Document segment.
━━━━
CIVIL ACTION NO. 5:17-cv-03845
MEMORANDUM OPINION AND ORDER
The Court has reviewed Defendants, S.A. Whitt, D. Snuffer, and City of Beckley's Motion to Dismiss (Document 7), Defendants, S. A. Whitt, D. Snuffer, and City of Beckley's Memorandum of Law in Support of their Motion to Dismiss (Document 8), the Plaintiffs' Response to Defendant S. A. Whitt, D. Snuffer, and City of Beckley's Motion to Dismiss (Document 9), and Defendants S. A. Whitt, D. Snuffer, and City of Beckley's Reply to Plaintiffs' Response to Their Motion to Dismiss (Document 11). In addition, the Court has reviewed the Plaintiffs' Complaint (Document 1). For the reasons stated herein, the Court finds that the motion to dismiss should be granted in part and denied in part.
The Plaintiffs, Ashley Roberts, Steven Rumbold, and Leann Rumbold, initiated this action with a complaint filed on August 18, 2017. They named as Defendants S.A. Whitt, S. Snuffer, D. Pack, and the City of Beckley. Mr. Whitt and Mr. Snuffer were police officers with the Beckley Police Department, and Mr. Pack was a corporal employed by the West Virginia State Police. The officers were part of the Beckley Raleigh County Drug and Violent Crimes Task Force Unit ("Task Force").
━━━━
Extracted data.
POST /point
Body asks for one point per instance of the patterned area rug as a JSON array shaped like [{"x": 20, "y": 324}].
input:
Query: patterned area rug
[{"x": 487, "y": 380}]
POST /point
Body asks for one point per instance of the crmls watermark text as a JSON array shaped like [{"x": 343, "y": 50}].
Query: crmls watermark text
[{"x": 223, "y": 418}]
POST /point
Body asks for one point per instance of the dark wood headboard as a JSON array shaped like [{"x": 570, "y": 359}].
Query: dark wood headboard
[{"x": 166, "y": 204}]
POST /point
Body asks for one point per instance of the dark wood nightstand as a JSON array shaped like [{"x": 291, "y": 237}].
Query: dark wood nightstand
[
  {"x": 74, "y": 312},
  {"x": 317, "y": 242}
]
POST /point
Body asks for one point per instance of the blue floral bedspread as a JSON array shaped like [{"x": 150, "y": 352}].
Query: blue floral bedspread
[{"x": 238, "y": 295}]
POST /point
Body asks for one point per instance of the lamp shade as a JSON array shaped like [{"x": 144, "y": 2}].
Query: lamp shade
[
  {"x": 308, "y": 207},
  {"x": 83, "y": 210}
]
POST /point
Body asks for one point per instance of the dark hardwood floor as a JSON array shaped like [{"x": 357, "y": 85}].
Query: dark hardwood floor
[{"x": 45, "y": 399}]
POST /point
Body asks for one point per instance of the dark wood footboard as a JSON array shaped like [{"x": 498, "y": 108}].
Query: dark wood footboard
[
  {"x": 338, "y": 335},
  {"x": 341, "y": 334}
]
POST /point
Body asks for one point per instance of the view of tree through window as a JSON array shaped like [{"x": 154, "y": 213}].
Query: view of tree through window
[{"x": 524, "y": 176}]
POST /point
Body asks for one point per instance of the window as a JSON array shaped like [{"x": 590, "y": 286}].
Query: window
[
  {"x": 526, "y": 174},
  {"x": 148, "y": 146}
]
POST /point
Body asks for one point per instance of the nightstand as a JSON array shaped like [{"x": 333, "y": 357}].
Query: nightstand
━━━━
Your tasks.
a – According to the memorandum opinion, what was D. Pack's position, and who employed him?
b – Please reproduce the memorandum opinion between "CIVIL ACTION NO." and "denied in part.", inclusive.

Replies.
a – He was a corporal employed by the West Virginia State Police.

b –
CIVIL ACTION NO. 5:17-cv-03845
MEMORANDUM OPINION AND ORDER
The Court has reviewed Defendants, S.A. Whitt, D. Snuffer, and City of Beckley's Motion to Dismiss (Document 7), Defendants, S. A. Whitt, D. Snuffer, and City of Beckley's Memorandum of Law in Support of their Motion to Dismiss (Document 8), the Plaintiffs' Response to Defendant S. A. Whitt, D. Snuffer, and City of Beckley's Motion to Dismiss (Document 9), and Defendants S. A. Whitt, D. Snuffer, and City of Beckley's Reply to Plaintiffs' Response to Their Motion to Dismiss (Document 11). In addition, the Court has reviewed the Plaintiffs' Complaint (Document 1). For the reasons stated herein, the Court finds that the motion to dismiss should be granted in part and denied in part.